Instruções a seguir - Dê continuidade à reportagem sobre o discurso do Papa Francisco a respeito da reforma litúrgica, começando logo após a última frase apresentada.

Texto de leitura -
##########

25 Agosto 2017
“A reforma litúrgica é irreversível.” Com segurança e com “a autoridade magisterial”, fruto do caminho que brotou a partir do momento histórico que foi o Vaticano II, o Papa Francisco afirmou isso no seu discurso aos participantes da 68ª Semana Litúrgica Nacional [da Itália], reunidos em Roma por ocasião dos 70 anos da fundação do Centro de Ação Litúrgica.
A reportagem é de Salvatore Cernuzio, publicada no sítio Vatican Insider, 24-08-2017. A tradução é de Moisés Sbardelotto.
Concílio e reforma “são dois eventos diretamente ligados”, que “não floresceram de repente, mas foram longamente preparados”, ressaltou o papa, recordando todas as etapas, “substanciais e não superficiais”, percorridas nesse arco de tempo na história da Igreja, a partir das respostas dadas pelos seus antecessores “aos desconfortos percebidos na oração eclesial”, que deram origem ao chamado “movimento litúrgico”. “Quando se sente uma necessidade, mesmo que a solução não seja imediata, há a necessidade de se pôr em movimento”, disse Bergoglio.

##########

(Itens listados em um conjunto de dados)
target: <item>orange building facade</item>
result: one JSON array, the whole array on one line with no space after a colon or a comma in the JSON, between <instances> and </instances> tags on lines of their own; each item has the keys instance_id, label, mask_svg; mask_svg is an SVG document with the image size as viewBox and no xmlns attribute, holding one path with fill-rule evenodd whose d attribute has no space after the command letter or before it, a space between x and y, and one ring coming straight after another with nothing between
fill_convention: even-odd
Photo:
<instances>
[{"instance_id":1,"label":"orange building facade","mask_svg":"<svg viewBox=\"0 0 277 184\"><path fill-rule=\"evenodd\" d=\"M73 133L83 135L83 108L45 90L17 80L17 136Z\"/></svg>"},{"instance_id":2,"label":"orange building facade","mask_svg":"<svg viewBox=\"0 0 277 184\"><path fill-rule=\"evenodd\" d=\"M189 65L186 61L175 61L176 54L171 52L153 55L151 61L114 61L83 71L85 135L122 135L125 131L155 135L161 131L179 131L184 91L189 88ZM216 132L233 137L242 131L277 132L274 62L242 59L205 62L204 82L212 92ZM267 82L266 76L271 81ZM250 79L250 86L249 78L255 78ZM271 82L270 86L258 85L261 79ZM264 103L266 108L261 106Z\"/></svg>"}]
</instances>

##########

Resultado -
Eis, então, que São Pio X “dispôs um reordenamento da música sacra e a retomada celebrativa do domingo, e instituiu uma comissão para a reforma geral da liturgia”. E Pio XII abraçou o projeto reformador com a encíclica Mediator Dei, tomando também “decisões concretas sobre a versão do Saltério, a atenuação do jejum eucarístico, o uso da língua viva no Ritual, a importante reforma da Vigília Pascal e da Semana Santa”.
Depois, veio a Sacrosanctum concilium, “bom fruto da árvore da Igreja”, cujas linhas de reforma geral “respondiam às necessidades reais e à concreta esperança de uma renovação: desejava-se uma liturgia viva para uma Igreja totalmente vivificada pelos mistérios celebrados”.
Tratava-se, enfatizou Francisco, recordando as palavras de Paulo VI ao explicar os primeiros passos da reforma anunciada, “de expressar de maneira renovada a perene vitalidade da Igreja em oração, tendo a preocupação “de que os fiéis não assistam como estrangeiros e espectadores mudos esse mistério de fé, mas, compreendendo-o bem por meio dos ritos e das orações, participem da ação sagrada conscientemente, piamente, ativamente”.
Justamente nos livros litúrgicos promulgados pelo Bem-aventurado Montini, encontrou forma a direção traçada pelo Concílio, “de acordo com o princípio do respeito pela sã tradição e do legítimo progresso”, que foi bem acolhida pelos próprios bispos presentes na cúpula e há quase 50 anos “universalmente em uso” no Rito Romano.
No entanto, observou o pontífice, “a aplicação prática ainda está em curso”, porque “não basta reformar os livros litúrgicos para renovar a mentalidade”.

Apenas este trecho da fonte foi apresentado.